%%

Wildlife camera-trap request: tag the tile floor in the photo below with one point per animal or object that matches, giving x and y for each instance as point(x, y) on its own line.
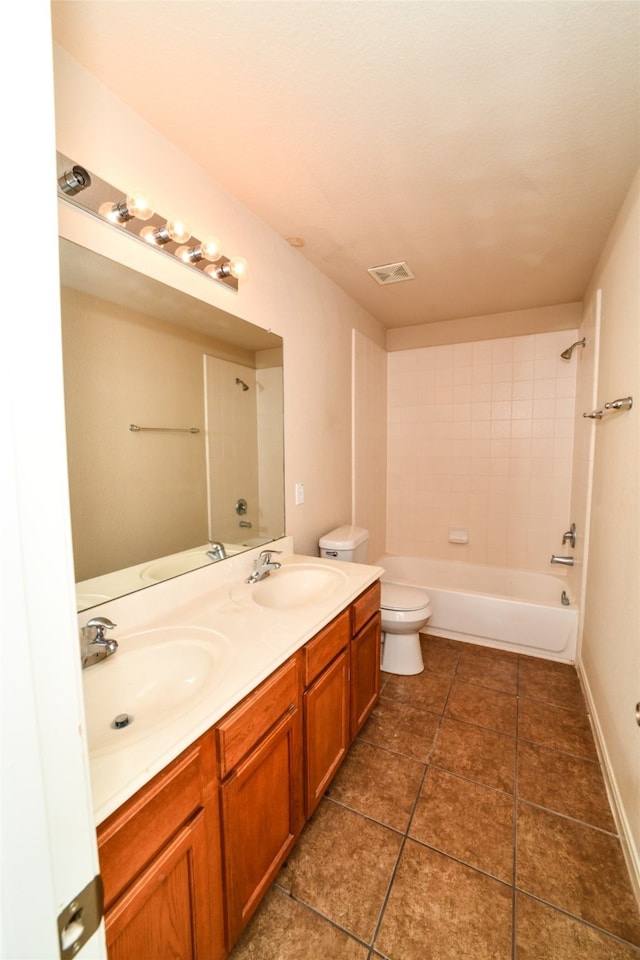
point(468, 821)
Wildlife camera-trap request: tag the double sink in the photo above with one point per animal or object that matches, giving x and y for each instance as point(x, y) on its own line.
point(162, 674)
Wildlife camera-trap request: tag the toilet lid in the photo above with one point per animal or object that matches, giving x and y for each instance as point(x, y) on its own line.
point(397, 596)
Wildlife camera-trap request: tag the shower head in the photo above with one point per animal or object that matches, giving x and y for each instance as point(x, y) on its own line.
point(566, 354)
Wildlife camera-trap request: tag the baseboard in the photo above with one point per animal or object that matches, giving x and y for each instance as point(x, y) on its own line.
point(629, 849)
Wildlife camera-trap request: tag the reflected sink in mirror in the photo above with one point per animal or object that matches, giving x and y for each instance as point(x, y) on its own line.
point(154, 677)
point(297, 585)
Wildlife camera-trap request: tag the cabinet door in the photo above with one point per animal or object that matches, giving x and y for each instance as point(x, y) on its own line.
point(365, 673)
point(262, 815)
point(165, 913)
point(326, 728)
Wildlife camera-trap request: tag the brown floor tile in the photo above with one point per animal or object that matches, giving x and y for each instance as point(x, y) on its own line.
point(380, 784)
point(497, 674)
point(543, 933)
point(478, 754)
point(552, 682)
point(564, 783)
point(341, 866)
point(283, 929)
point(556, 727)
point(401, 727)
point(491, 653)
point(445, 911)
point(425, 690)
point(466, 820)
point(484, 707)
point(440, 656)
point(576, 868)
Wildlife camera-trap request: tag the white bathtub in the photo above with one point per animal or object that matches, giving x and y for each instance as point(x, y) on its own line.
point(508, 609)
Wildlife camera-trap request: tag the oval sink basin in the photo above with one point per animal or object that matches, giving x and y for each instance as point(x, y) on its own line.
point(152, 678)
point(299, 585)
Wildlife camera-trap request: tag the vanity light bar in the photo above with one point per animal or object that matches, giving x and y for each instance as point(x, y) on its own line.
point(128, 213)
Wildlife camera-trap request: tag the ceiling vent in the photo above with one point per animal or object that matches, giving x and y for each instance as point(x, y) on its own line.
point(392, 272)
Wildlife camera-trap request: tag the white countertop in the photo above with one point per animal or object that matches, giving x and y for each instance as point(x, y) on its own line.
point(256, 640)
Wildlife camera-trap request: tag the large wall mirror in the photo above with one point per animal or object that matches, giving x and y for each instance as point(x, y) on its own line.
point(174, 413)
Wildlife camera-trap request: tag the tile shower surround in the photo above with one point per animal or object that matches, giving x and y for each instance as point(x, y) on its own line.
point(480, 435)
point(469, 821)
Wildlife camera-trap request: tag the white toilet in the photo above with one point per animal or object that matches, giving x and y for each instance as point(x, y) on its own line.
point(405, 610)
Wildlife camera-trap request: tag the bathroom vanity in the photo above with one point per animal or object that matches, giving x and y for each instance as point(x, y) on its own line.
point(188, 856)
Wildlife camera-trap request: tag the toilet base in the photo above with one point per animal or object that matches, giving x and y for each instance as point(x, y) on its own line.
point(402, 654)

%%

■ Given instruction
Arrange every line of the records above as a numbered list, omitting blank lines and leaving the pictures out.

■ Result of the exercise
1. Wildlife camera-trap request: tag the tile floor in the photo below with one point per animal or object that matches, giving x and y for each instance as point(x, y) on its own line.
2. point(468, 821)
3. Wildlife camera-trap request: tag the double sink in the photo above with one point per animal or object that matches, giving x and y for each instance as point(x, y) on its own line.
4. point(162, 674)
5. Wildlife camera-trap request: tag the toilet lid in the photo above with one point per animal or object that matches, giving x and y for each instance as point(x, y) on its own line.
6. point(397, 596)
7. Wildlife camera-trap request: tag the shower head in the photo above with one point per animal or object that matches, giving x and y for each instance as point(x, y) on its own line.
8. point(566, 354)
9. Wildlife camera-trap request: tag the baseboard in the photo above with one point per animal or object that matches, giving x and y for each instance as point(x, y) on its own line.
10. point(629, 849)
11. Wildlife camera-trap request: tag the reflected sink in mirror in the photo above with one point per animal or object that matches, giving x and y for each instance as point(x, y) on its own line.
12. point(154, 677)
13. point(297, 585)
14. Wildlife camera-trap request: tag the cabinet door in the photo above with one point per animal or object that matches, giving x and y for each instance as point(x, y) on its own line.
15. point(365, 673)
16. point(262, 815)
17. point(165, 913)
18. point(326, 728)
19. Wildlife camera-trap request: tag the brown floor tile in the photo above with one point per animal or object that matches, giving x and y for each instance as point(x, y) on its own line.
20. point(380, 784)
21. point(497, 674)
22. point(543, 933)
23. point(478, 754)
24. point(552, 682)
25. point(564, 783)
26. point(341, 866)
27. point(283, 929)
28. point(556, 727)
29. point(401, 727)
30. point(491, 653)
31. point(445, 911)
32. point(425, 690)
33. point(466, 820)
34. point(484, 707)
35. point(440, 656)
36. point(576, 868)
37. Wildlife camera-trap request: tag the white bathtub in the photo above with one point per animal or object that matches, giving x and y for each instance as point(x, y) on its own line.
38. point(508, 609)
39. Wildlife camera-trap request: tag the oval sink basin in the photo above with one point per animal or object that matches, giving x and y for each instance as point(x, y) on its own line.
40. point(152, 678)
41. point(299, 585)
42. Wildlife camera-trap request: tag the vanity light bar in the photo above with one point per animal or object that matches, giving x and y for each instance as point(x, y) on its own line.
43. point(128, 213)
44. Wildlife camera-trap request: tag the ceiling vent in the photo above with one point per animal or object that matches, giving x and y for each instance as point(x, y) on its own line.
45. point(392, 272)
46. Wildlife camera-trap request: tag the white countertop in the photo above with one point per animal or object that matches, giving x and y for each instance as point(x, y) on its own line.
47. point(256, 640)
48. Wildlife camera-trap request: tag the large wall mirror in the photo above with one point per animal or object that matches, giving x and y for each instance as point(x, y) on its own line.
49. point(174, 413)
50. Wildlife camera-trap request: tag the tile shower surround in the photo above with one point per animal or object that matches, giving x and y for each instance as point(x, y) on its own line.
51. point(480, 435)
52. point(469, 821)
53. Wildlife camera-trap request: tag the white toilet in the photo above with one point per animal or object that matches, giving x and y for each instance as point(x, y) on its own line.
54. point(405, 610)
55. Wildlife camera-trap request: tag the bathroom vanity in the photo above with one point per animal or object that matches, giving x and y for each instance as point(x, y) on its own line.
56. point(188, 856)
57. Wildlife camera-trap request: tag the toilet base in the photo above with one point per animal or object that matches, giving x and y for each instance as point(x, y) on its own line.
58. point(402, 654)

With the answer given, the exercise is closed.